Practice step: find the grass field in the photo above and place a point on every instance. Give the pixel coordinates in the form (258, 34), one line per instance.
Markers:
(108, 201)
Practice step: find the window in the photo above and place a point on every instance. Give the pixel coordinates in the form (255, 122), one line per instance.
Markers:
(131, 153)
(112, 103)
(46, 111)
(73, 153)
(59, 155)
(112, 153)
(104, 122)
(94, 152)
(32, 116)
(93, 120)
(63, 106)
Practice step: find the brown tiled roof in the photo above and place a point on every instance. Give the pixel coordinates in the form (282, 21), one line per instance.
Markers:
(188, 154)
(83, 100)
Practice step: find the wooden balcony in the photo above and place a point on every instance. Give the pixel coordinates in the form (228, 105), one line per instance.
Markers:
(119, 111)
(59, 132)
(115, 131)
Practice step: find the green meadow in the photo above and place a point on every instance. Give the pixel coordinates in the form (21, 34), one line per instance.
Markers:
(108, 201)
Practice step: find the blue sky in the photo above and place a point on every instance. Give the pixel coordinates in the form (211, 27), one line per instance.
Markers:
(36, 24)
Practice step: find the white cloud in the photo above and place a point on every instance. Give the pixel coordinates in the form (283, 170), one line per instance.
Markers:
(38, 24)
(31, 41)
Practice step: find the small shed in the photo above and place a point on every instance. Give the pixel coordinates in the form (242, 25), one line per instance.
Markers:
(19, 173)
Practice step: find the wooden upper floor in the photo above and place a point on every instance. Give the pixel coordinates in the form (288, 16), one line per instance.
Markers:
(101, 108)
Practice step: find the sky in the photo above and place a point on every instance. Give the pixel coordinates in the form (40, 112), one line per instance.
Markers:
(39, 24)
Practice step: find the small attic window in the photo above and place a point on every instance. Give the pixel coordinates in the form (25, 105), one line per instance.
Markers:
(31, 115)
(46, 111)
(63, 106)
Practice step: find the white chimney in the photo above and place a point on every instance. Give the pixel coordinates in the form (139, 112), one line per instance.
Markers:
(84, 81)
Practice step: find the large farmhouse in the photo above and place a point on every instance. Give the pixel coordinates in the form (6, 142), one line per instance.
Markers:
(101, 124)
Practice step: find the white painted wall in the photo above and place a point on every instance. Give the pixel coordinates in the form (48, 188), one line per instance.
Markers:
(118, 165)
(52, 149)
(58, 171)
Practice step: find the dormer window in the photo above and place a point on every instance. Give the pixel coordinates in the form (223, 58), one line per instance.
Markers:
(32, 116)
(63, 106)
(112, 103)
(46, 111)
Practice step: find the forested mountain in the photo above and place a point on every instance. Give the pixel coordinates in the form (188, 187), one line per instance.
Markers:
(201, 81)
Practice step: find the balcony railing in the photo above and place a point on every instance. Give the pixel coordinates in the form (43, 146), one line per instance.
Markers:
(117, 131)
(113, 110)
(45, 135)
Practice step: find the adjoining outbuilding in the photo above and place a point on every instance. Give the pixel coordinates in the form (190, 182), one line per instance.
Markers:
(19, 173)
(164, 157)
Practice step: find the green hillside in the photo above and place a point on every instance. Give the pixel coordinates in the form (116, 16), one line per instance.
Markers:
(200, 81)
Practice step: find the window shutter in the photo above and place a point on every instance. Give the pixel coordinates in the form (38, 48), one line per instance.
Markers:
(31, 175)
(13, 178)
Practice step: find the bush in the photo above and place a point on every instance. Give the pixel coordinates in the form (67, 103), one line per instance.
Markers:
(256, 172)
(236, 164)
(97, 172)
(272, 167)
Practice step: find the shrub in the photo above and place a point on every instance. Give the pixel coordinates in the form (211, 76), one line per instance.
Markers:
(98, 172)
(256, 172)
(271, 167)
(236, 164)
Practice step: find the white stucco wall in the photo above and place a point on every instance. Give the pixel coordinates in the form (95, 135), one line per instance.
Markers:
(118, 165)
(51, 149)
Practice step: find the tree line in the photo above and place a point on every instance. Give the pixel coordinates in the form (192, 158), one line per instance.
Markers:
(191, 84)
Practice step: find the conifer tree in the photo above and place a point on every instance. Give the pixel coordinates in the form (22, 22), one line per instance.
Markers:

**Exercise brief**
Reproduce the material precisely, including every line.

**Completed task**
Practice step: find the grass field in the photo above and place a point on every instance. Give the pixel coordinates in the form (258, 34), one line per instance.
Markers:
(108, 201)
Practice step: find the window in the photo above and place a point on every instance. Give the pixel coordinates in the form (255, 122), one line per instance.
Markers:
(131, 153)
(112, 103)
(46, 111)
(73, 153)
(59, 155)
(112, 153)
(104, 122)
(94, 152)
(32, 116)
(93, 120)
(63, 106)
Practice step: find the brown tiled roof in the photo above and place a point on every instance. Give the pixel coordinates in the form (282, 21), one line per instance.
Markers:
(188, 154)
(83, 100)
Practice step: find the wooden balcony in the photo above and place a point on every instance. Give the pixel coordinates in the form (228, 105), one line per instance.
Markers:
(119, 111)
(59, 132)
(115, 131)
Practice step: find the green meadow in the photo above and place a point on every instance. Give the pixel coordinates in the form (21, 34), one line per instance.
Markers:
(108, 201)
Practice step: find the blue sky in the photo above and place a point on every instance. Give the pixel coordinates in the form (211, 27), one line per instance.
Markers:
(36, 24)
Practice step: find the white cloud in the photo above and place a point on every instance. Give the pixel coordinates in the form (283, 170), one line per instance.
Markers:
(38, 24)
(31, 41)
Practice step: find the small shed in the photo above and place a point on every instance. Give the pixel coordinates in the form (242, 25), one line per instance.
Markers:
(19, 173)
Practice step: find the wooden upper floor in the photo above and place a point on every instance. Give the pixel coordinates in the form (288, 16), one line per instance.
Markers:
(101, 108)
Practice step: find the sky in the photo above and place a point on every instance. Give the pixel coordinates in the form (40, 112), one line per instance.
Markers:
(39, 24)
Practice step: find the small attic window in the photo above and place a point on every instance. Give the pixel coordinates in the form (25, 105), one line per instance.
Markers:
(31, 115)
(46, 111)
(63, 106)
Practice step: find the white chimney in the photo above and place a point on every instance. Give the pixel coordinates in the form (139, 112), one line per instance.
Markers:
(84, 81)
Practice step: find the large farmhouse in the photo above and place a point on every instance. Give the pixel coordinates in the form (6, 142), one line per instance.
Markers:
(101, 124)
Practice step: find the white painted wall in the photo above and place a point on every instance. Give the pixel coordinates in the form (48, 188), one line per instance.
Markers:
(118, 165)
(52, 149)
(58, 171)
Practice step: find the dormer window in the photo above and place a point on every instance. Give the pixel coordinates in the form (223, 58), one line per instance.
Markers:
(32, 116)
(63, 106)
(112, 103)
(46, 111)
Practice step: find the forested mountain in the photo above and place a point on every instance. Give the pixel coordinates in the form (188, 187), one line per instance.
Markers:
(201, 81)
Practice step: find the balcony railing in the photo above and place a point on every instance. Give the pixel coordinates in the form (43, 146), one line per instance.
Markers:
(117, 131)
(113, 110)
(45, 135)
Practice step: find the adjoining outbuilding in the photo above and place a point on every instance. Give the pixel coordinates in the form (190, 182), one line per instance.
Markers:
(19, 173)
(164, 157)
Practice step: find the green hillside in the photo above and place a point on every instance. Give the pixel coordinates in the form (116, 16), one line per instance.
Markers:
(200, 81)
Practice step: find the window shutter in the photo above and place a point on every instance. Give the pixel coordinates in the form (38, 48), one line per instance.
Markers:
(31, 175)
(13, 178)
Practice step: find the bush in the photo above and place a point on every instance. Give the pixel coordinates in the form (67, 103), one line per instance.
Markers:
(256, 172)
(236, 164)
(97, 172)
(272, 167)
Practice step: find the shrub in the photo above and place a point on every instance. Give the pixel coordinates in the form (211, 76), one line per instance.
Markers:
(98, 172)
(256, 172)
(271, 167)
(236, 164)
Practice step: find the white stucco wall in the photo above and place a point on every instance. Give the pixel coordinates in the form (95, 135), one line per instance.
Markers:
(118, 165)
(51, 149)
Practice step: find the tree line in the photo above and place a point on every instance. Give the pixel coordinates in the form (192, 158), one line per instance.
Markers:
(191, 84)
Practice step: find the conifer tree in the photo above and place a point on every instance. Give the pixel coordinates in the form (22, 22), one line per instance.
Markers:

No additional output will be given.